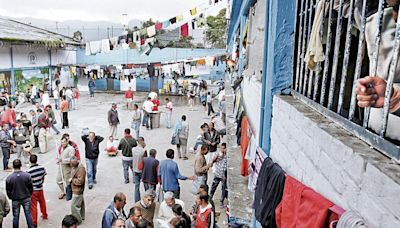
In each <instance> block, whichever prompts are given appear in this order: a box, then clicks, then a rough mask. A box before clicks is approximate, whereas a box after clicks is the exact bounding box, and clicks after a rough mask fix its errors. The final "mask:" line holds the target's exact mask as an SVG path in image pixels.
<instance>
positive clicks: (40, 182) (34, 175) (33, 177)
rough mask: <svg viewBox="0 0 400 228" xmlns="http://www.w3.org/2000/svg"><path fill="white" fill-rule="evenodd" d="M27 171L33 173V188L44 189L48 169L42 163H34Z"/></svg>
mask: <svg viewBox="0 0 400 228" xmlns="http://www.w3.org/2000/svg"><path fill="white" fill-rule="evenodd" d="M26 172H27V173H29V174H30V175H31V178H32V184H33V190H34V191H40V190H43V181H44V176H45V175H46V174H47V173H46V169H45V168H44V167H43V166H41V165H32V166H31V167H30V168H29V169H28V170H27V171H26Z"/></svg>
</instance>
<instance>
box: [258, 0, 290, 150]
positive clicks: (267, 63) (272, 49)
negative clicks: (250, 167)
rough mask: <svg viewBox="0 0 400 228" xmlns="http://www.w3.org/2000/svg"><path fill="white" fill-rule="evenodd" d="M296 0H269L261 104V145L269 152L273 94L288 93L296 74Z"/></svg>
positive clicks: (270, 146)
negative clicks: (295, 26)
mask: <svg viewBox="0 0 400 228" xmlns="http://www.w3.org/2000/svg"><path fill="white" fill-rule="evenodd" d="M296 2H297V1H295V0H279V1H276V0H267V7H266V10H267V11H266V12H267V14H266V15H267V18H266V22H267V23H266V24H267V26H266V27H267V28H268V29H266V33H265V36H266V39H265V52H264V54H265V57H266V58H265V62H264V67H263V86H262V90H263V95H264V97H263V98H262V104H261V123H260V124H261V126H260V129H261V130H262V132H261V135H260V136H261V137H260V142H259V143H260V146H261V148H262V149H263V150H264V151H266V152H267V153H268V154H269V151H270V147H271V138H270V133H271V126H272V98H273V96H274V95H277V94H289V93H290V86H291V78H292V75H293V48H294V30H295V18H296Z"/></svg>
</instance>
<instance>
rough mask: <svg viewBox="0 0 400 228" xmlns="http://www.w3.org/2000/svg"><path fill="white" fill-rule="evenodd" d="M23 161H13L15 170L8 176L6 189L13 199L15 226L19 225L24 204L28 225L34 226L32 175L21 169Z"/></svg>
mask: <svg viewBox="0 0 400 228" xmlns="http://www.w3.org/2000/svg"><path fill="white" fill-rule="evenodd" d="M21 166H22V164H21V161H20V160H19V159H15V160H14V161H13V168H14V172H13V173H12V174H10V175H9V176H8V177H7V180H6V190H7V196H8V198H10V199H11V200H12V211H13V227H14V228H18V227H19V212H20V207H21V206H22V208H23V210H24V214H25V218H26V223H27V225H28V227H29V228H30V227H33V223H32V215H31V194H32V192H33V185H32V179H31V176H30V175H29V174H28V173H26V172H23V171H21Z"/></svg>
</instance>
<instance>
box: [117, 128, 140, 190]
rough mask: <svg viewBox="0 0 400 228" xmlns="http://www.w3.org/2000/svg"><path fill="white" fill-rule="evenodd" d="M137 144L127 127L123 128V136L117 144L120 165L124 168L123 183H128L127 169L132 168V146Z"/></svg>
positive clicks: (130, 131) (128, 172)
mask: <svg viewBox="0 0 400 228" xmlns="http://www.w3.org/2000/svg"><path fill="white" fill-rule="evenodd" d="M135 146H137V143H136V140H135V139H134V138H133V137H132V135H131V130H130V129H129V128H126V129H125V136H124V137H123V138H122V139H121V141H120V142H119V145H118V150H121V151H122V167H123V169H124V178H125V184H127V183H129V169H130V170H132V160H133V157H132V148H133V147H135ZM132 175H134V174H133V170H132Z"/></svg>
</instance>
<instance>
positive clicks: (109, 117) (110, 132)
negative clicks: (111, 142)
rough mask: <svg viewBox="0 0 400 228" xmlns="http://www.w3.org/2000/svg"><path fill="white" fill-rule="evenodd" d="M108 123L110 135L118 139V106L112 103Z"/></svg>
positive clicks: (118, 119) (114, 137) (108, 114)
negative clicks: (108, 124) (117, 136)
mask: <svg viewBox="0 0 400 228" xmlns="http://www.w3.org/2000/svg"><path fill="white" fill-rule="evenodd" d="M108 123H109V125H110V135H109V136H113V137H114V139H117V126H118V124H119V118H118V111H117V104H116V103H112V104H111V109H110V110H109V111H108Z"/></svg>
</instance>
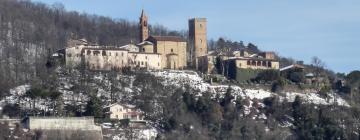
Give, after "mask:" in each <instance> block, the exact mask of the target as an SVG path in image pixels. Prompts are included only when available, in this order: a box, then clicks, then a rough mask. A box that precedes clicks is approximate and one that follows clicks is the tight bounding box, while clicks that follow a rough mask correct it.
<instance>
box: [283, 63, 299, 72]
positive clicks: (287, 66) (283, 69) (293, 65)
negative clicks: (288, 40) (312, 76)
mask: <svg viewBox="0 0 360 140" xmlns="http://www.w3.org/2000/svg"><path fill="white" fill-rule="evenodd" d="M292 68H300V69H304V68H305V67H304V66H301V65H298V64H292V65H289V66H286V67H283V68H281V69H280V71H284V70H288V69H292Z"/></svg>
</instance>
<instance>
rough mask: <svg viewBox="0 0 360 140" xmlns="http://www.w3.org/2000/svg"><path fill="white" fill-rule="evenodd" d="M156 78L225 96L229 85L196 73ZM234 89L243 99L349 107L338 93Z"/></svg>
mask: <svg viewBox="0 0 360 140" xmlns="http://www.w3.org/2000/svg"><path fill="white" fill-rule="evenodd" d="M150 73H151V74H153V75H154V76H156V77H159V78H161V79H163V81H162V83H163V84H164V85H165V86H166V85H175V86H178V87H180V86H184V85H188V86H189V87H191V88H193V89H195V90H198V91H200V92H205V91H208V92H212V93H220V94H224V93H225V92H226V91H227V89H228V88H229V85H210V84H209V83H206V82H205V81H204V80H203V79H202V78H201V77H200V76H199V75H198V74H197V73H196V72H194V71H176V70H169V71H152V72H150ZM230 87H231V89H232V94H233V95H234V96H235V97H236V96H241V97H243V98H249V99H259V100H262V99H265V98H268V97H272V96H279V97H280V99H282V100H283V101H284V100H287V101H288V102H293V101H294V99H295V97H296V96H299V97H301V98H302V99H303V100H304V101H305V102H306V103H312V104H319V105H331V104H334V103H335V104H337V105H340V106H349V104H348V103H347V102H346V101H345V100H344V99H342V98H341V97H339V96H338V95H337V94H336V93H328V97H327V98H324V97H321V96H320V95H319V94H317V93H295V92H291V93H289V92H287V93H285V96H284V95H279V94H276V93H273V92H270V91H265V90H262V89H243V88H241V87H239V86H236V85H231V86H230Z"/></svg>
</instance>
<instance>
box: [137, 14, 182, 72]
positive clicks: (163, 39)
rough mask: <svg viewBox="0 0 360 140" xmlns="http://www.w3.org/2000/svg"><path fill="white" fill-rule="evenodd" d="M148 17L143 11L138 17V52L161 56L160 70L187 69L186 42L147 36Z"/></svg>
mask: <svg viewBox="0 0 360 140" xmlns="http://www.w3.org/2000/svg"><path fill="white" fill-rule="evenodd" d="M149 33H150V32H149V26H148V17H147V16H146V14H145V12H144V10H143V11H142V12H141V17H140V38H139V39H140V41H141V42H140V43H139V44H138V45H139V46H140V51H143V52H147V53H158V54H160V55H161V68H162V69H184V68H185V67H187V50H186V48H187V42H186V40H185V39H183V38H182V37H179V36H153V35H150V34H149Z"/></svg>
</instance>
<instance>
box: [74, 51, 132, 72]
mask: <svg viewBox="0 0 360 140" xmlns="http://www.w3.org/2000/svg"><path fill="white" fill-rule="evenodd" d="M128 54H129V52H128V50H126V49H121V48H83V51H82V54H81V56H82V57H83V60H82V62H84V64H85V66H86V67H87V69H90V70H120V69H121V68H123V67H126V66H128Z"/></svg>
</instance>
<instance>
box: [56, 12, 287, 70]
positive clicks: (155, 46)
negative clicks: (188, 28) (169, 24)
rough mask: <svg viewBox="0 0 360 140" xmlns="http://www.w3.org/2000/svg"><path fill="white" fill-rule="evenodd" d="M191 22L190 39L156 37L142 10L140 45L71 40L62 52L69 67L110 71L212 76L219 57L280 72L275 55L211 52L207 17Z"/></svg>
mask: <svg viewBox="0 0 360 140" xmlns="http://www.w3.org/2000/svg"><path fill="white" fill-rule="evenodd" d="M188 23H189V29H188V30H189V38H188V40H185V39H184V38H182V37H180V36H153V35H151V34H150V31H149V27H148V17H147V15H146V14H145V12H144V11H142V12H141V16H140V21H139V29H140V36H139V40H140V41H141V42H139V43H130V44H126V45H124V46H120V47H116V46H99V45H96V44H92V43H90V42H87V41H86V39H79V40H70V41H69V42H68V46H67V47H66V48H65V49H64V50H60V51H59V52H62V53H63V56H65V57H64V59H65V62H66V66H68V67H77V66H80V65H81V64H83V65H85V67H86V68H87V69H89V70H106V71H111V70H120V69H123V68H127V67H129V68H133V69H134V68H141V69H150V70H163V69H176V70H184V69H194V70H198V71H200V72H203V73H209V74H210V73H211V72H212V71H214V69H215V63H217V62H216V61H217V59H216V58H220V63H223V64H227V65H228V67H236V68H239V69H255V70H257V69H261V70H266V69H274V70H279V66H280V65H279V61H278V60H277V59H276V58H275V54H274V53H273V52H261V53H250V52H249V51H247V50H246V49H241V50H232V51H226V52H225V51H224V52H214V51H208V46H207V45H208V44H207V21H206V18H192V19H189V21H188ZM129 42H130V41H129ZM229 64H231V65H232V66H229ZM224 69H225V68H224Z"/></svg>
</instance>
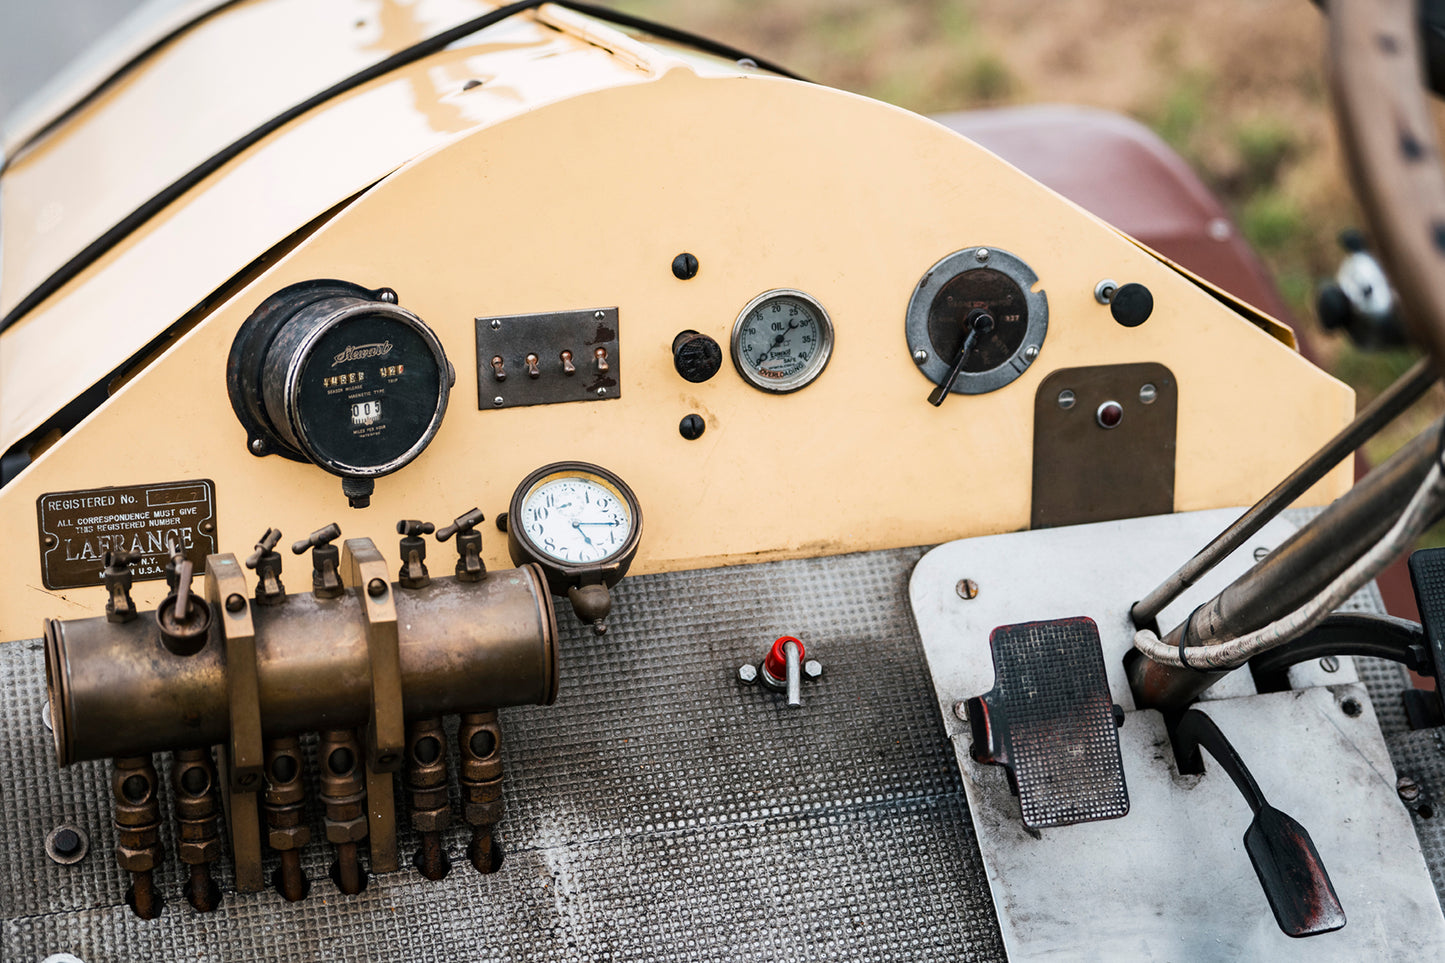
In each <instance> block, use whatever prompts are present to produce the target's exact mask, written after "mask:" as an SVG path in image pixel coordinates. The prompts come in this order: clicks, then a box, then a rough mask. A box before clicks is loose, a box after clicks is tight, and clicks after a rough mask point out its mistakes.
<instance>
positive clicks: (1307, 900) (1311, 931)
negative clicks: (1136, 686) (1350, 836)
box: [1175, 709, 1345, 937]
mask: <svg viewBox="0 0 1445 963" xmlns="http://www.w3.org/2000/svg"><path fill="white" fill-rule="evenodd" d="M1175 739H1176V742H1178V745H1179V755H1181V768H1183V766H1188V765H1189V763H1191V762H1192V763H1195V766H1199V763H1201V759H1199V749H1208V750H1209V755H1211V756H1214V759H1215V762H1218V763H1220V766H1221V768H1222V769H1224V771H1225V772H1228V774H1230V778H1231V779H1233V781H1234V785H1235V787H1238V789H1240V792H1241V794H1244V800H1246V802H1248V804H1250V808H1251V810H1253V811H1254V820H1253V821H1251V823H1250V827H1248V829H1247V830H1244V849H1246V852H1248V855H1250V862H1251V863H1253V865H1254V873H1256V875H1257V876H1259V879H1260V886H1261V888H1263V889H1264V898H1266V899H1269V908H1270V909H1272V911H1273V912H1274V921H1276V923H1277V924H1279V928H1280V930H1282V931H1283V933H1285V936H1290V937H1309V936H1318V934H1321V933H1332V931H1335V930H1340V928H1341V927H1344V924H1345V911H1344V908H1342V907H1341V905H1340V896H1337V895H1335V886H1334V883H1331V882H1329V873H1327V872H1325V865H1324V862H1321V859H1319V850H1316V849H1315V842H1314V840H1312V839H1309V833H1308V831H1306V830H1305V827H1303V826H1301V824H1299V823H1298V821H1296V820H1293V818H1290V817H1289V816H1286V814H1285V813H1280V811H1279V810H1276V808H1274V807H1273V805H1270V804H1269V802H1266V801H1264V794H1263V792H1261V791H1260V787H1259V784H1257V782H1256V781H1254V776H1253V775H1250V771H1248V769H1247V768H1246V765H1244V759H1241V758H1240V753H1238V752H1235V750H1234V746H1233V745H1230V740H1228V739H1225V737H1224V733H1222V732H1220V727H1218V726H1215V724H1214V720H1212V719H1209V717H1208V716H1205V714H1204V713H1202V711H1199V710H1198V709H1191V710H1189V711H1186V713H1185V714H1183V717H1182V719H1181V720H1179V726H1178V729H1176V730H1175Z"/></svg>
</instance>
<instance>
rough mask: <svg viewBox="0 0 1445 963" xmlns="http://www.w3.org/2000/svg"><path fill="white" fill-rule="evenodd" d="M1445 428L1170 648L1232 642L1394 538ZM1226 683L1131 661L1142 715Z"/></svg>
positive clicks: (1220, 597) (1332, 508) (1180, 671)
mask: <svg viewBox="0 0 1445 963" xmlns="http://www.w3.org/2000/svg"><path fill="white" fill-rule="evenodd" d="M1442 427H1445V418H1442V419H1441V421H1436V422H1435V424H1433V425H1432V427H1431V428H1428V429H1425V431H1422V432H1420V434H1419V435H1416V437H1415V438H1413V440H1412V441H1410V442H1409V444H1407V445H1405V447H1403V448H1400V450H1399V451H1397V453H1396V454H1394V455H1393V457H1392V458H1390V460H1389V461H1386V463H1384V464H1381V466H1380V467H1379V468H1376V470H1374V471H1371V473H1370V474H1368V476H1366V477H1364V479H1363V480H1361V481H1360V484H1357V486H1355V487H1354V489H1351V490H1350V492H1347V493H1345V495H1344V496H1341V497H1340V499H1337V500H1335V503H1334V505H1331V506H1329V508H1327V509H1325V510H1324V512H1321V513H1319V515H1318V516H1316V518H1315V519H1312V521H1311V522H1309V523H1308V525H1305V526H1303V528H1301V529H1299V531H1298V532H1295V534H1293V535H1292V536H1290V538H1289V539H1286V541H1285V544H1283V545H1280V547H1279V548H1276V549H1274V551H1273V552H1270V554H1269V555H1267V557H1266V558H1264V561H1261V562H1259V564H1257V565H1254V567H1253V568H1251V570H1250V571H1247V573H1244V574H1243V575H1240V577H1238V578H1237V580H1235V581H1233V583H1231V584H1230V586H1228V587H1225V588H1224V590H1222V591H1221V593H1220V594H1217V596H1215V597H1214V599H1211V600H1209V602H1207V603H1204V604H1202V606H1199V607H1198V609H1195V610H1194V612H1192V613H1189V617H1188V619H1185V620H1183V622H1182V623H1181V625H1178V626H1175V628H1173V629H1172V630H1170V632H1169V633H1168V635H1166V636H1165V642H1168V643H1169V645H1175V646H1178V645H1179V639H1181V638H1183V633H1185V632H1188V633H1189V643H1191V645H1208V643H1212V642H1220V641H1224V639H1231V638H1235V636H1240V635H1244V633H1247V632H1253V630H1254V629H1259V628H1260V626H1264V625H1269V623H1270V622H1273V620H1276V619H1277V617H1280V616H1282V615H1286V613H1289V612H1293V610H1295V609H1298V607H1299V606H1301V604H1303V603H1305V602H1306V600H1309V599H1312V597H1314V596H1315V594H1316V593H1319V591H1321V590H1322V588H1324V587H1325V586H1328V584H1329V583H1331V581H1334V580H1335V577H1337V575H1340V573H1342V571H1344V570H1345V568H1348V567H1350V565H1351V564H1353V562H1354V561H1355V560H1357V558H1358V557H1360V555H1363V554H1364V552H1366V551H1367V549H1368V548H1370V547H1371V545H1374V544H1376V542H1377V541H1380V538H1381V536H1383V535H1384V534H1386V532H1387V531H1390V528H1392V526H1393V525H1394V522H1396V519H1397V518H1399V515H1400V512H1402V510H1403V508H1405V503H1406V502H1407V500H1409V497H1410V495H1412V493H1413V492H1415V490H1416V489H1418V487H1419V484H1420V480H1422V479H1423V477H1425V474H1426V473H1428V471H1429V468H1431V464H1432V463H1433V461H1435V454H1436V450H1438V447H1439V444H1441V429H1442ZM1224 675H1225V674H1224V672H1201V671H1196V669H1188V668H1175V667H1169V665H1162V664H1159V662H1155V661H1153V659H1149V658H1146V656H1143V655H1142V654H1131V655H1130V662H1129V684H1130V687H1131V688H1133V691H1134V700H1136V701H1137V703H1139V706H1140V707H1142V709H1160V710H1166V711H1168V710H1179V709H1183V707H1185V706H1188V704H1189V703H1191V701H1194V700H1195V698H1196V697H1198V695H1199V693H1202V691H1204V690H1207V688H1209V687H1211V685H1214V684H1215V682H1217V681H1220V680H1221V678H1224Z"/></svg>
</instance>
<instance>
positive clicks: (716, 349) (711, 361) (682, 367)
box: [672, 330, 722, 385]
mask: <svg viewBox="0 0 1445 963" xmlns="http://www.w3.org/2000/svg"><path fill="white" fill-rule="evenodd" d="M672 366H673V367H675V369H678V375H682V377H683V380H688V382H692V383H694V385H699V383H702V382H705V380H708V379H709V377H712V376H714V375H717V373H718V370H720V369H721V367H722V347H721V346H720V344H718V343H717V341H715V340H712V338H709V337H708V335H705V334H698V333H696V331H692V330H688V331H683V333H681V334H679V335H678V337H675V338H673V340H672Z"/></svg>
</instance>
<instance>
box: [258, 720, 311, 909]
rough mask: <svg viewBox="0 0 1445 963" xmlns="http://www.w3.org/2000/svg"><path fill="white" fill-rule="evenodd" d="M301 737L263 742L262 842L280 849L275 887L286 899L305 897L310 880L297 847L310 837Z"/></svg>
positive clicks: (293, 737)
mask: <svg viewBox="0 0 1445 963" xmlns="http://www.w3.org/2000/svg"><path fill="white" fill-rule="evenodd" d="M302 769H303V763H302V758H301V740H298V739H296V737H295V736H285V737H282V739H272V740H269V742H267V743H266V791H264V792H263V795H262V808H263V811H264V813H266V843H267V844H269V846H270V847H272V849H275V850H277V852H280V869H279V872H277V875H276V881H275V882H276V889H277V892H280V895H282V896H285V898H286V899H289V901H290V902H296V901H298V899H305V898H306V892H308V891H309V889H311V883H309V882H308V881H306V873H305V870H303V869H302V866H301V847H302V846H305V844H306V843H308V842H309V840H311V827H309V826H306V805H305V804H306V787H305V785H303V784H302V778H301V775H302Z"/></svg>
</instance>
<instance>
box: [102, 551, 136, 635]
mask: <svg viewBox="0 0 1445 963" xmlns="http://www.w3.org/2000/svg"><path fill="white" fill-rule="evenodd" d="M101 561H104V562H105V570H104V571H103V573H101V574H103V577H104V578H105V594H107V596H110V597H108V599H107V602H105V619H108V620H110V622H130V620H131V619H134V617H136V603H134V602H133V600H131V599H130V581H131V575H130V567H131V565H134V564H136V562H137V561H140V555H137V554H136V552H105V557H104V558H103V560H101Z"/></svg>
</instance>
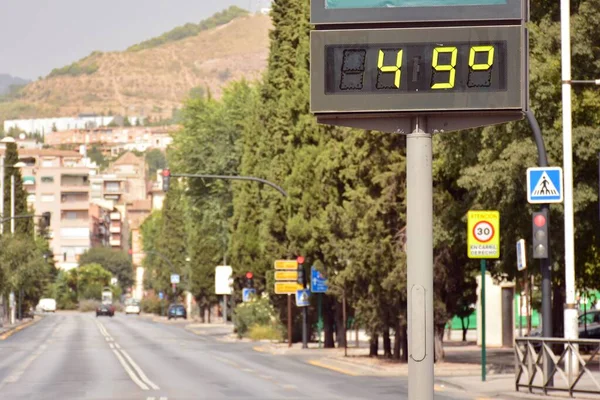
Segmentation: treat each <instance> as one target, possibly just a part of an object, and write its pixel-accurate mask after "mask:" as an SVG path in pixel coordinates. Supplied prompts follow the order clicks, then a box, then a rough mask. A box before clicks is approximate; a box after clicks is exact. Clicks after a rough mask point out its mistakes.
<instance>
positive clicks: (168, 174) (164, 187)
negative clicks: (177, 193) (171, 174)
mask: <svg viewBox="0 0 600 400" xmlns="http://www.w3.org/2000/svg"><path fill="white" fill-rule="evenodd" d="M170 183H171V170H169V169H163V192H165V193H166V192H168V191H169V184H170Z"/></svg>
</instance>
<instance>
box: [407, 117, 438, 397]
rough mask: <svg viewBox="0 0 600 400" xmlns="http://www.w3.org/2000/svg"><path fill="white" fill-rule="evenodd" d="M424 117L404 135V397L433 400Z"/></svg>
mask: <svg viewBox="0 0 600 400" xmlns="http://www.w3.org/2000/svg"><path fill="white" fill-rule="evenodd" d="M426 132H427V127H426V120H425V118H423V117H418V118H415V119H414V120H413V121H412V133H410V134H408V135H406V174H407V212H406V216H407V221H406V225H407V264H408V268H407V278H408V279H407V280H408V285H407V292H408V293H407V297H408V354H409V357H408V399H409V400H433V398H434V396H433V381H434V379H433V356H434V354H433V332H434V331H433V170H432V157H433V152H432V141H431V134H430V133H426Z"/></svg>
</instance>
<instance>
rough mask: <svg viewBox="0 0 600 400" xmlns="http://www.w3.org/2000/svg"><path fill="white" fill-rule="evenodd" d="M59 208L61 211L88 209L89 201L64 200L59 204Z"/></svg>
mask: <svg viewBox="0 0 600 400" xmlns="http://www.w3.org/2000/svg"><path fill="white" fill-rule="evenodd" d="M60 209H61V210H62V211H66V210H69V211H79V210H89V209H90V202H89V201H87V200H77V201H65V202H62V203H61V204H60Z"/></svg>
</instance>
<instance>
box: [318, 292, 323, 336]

PROBLEM TO WORK ON >> Print exactly what appears from the first line of the listing above down to the line containing "positive clicks: (40, 182)", inclusive, and leave out all pictures.

EXERCISE RESPONSE >>
In each <instance> block, whichever prompts are given appear in this order: a box, then clicks, then a rough mask. A box before clicks is approximate, whereas a box after clicks is the exact bounding box, and clicks after a rough mask fix its errors. The final "mask:" line holds the target's exact mask as an SVG path in image pixels.
<instance>
positive clicks: (40, 182) (34, 175) (33, 177)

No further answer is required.